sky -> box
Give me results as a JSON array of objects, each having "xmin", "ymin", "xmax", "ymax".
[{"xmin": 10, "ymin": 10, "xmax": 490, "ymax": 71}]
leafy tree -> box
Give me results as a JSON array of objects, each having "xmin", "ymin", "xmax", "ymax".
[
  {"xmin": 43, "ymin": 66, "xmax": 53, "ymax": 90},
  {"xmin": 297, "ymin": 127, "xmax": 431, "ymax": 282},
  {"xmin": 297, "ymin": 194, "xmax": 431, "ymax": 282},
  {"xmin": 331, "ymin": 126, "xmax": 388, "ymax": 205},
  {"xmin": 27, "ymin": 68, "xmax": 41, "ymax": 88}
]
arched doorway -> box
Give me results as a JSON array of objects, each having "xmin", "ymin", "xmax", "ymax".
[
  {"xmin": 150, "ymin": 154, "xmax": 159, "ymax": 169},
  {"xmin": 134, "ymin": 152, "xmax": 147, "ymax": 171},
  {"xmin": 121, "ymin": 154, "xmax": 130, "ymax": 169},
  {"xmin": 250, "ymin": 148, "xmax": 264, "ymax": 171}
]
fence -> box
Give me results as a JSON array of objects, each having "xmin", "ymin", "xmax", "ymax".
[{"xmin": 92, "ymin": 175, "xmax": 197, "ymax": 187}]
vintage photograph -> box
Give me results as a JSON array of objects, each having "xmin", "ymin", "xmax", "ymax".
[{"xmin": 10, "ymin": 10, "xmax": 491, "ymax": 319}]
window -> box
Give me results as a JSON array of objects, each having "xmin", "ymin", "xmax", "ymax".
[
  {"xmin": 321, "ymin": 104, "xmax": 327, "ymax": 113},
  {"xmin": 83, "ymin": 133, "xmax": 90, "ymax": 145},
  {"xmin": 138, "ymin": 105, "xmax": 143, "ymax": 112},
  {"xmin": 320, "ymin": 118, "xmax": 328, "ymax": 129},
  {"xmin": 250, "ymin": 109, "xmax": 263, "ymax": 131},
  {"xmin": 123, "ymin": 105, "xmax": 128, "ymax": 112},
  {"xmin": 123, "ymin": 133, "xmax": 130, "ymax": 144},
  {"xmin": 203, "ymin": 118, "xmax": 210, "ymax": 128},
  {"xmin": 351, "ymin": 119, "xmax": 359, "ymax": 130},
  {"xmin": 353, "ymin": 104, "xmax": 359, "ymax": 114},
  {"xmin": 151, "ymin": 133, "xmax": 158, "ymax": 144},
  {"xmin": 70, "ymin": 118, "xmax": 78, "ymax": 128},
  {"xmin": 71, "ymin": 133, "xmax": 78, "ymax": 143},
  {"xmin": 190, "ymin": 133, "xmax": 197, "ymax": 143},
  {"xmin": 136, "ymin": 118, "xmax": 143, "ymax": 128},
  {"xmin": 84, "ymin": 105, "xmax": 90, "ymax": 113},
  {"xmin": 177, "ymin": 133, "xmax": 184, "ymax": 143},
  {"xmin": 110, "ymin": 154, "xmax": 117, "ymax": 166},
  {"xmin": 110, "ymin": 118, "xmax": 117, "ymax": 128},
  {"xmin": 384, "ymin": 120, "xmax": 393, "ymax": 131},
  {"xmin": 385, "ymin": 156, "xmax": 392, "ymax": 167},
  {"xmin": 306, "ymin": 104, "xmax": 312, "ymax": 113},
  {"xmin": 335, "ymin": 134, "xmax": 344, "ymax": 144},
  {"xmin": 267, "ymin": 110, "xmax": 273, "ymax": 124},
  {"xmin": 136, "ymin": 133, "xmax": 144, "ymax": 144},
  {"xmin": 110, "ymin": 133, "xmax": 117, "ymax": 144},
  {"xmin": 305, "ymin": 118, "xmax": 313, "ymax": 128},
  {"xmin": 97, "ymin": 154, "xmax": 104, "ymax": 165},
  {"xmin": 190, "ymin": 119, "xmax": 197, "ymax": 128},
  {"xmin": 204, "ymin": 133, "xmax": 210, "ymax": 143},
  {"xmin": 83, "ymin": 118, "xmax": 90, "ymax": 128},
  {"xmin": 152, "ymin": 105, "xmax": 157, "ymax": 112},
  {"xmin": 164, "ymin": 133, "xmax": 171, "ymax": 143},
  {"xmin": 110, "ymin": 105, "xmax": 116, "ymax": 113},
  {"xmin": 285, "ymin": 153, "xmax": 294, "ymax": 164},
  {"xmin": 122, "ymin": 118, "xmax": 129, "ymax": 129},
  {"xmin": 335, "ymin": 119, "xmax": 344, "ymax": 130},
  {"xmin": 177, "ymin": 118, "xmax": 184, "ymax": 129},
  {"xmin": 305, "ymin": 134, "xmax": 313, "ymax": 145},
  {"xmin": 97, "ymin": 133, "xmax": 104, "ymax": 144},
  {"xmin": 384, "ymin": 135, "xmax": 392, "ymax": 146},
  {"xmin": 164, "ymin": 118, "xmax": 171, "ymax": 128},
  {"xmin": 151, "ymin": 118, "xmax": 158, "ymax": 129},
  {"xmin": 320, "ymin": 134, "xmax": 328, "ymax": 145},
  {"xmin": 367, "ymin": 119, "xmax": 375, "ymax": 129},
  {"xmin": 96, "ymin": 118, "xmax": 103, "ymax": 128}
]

━━━

### Exercise description
Give the listing once more, unchanged in every line.

### Completed task
sky -> box
Give me results as a JSON array of objects, each having "xmin", "ymin", "xmax", "ymax".
[{"xmin": 10, "ymin": 10, "xmax": 490, "ymax": 71}]
leafy tree -> box
Give me results as a JSON array of objects, each having "xmin", "ymin", "xmax", "ymax".
[
  {"xmin": 43, "ymin": 66, "xmax": 53, "ymax": 90},
  {"xmin": 297, "ymin": 127, "xmax": 431, "ymax": 282},
  {"xmin": 297, "ymin": 194, "xmax": 431, "ymax": 282},
  {"xmin": 331, "ymin": 126, "xmax": 388, "ymax": 205},
  {"xmin": 27, "ymin": 68, "xmax": 41, "ymax": 88}
]
arched doorway -> box
Give me results as a JSON array of objects, each having "xmin", "ymin", "xmax", "ymax".
[
  {"xmin": 150, "ymin": 154, "xmax": 159, "ymax": 169},
  {"xmin": 134, "ymin": 152, "xmax": 147, "ymax": 171},
  {"xmin": 121, "ymin": 154, "xmax": 130, "ymax": 169},
  {"xmin": 250, "ymin": 148, "xmax": 264, "ymax": 171}
]
fence -> box
Give me results as a JSON array of objects, each having "xmin", "ymin", "xmax", "ymax".
[{"xmin": 92, "ymin": 175, "xmax": 197, "ymax": 187}]
vintage photograph -> box
Give me results as a JSON array of objects, each having "xmin", "ymin", "xmax", "ymax".
[{"xmin": 10, "ymin": 10, "xmax": 491, "ymax": 319}]
window -> box
Give me results as a JSON array of objects, each having "xmin", "ymin", "xmax", "ymax".
[
  {"xmin": 321, "ymin": 104, "xmax": 327, "ymax": 113},
  {"xmin": 83, "ymin": 133, "xmax": 90, "ymax": 145},
  {"xmin": 138, "ymin": 105, "xmax": 143, "ymax": 112},
  {"xmin": 320, "ymin": 118, "xmax": 328, "ymax": 129},
  {"xmin": 250, "ymin": 109, "xmax": 263, "ymax": 131},
  {"xmin": 123, "ymin": 105, "xmax": 128, "ymax": 112},
  {"xmin": 123, "ymin": 133, "xmax": 130, "ymax": 144},
  {"xmin": 203, "ymin": 118, "xmax": 210, "ymax": 128},
  {"xmin": 351, "ymin": 119, "xmax": 359, "ymax": 130},
  {"xmin": 353, "ymin": 104, "xmax": 359, "ymax": 114},
  {"xmin": 151, "ymin": 133, "xmax": 158, "ymax": 144},
  {"xmin": 70, "ymin": 118, "xmax": 78, "ymax": 128},
  {"xmin": 71, "ymin": 133, "xmax": 78, "ymax": 143},
  {"xmin": 190, "ymin": 133, "xmax": 197, "ymax": 143},
  {"xmin": 136, "ymin": 118, "xmax": 143, "ymax": 128},
  {"xmin": 84, "ymin": 105, "xmax": 90, "ymax": 113},
  {"xmin": 177, "ymin": 133, "xmax": 184, "ymax": 143},
  {"xmin": 110, "ymin": 154, "xmax": 117, "ymax": 166},
  {"xmin": 110, "ymin": 118, "xmax": 117, "ymax": 128},
  {"xmin": 384, "ymin": 120, "xmax": 393, "ymax": 131},
  {"xmin": 385, "ymin": 156, "xmax": 392, "ymax": 167},
  {"xmin": 306, "ymin": 104, "xmax": 312, "ymax": 113},
  {"xmin": 335, "ymin": 134, "xmax": 344, "ymax": 144},
  {"xmin": 267, "ymin": 110, "xmax": 273, "ymax": 124},
  {"xmin": 136, "ymin": 133, "xmax": 144, "ymax": 144},
  {"xmin": 110, "ymin": 133, "xmax": 117, "ymax": 144},
  {"xmin": 305, "ymin": 118, "xmax": 313, "ymax": 128},
  {"xmin": 97, "ymin": 154, "xmax": 104, "ymax": 165},
  {"xmin": 190, "ymin": 119, "xmax": 197, "ymax": 128},
  {"xmin": 204, "ymin": 133, "xmax": 210, "ymax": 143},
  {"xmin": 83, "ymin": 118, "xmax": 90, "ymax": 128},
  {"xmin": 152, "ymin": 105, "xmax": 157, "ymax": 112},
  {"xmin": 164, "ymin": 133, "xmax": 171, "ymax": 143},
  {"xmin": 110, "ymin": 105, "xmax": 116, "ymax": 113},
  {"xmin": 285, "ymin": 153, "xmax": 294, "ymax": 164},
  {"xmin": 122, "ymin": 118, "xmax": 129, "ymax": 129},
  {"xmin": 335, "ymin": 119, "xmax": 344, "ymax": 130},
  {"xmin": 177, "ymin": 118, "xmax": 184, "ymax": 129},
  {"xmin": 305, "ymin": 134, "xmax": 313, "ymax": 145},
  {"xmin": 97, "ymin": 133, "xmax": 104, "ymax": 144},
  {"xmin": 384, "ymin": 135, "xmax": 392, "ymax": 146},
  {"xmin": 164, "ymin": 118, "xmax": 171, "ymax": 128},
  {"xmin": 151, "ymin": 118, "xmax": 158, "ymax": 129},
  {"xmin": 320, "ymin": 134, "xmax": 328, "ymax": 145},
  {"xmin": 367, "ymin": 119, "xmax": 375, "ymax": 129},
  {"xmin": 96, "ymin": 118, "xmax": 103, "ymax": 128}
]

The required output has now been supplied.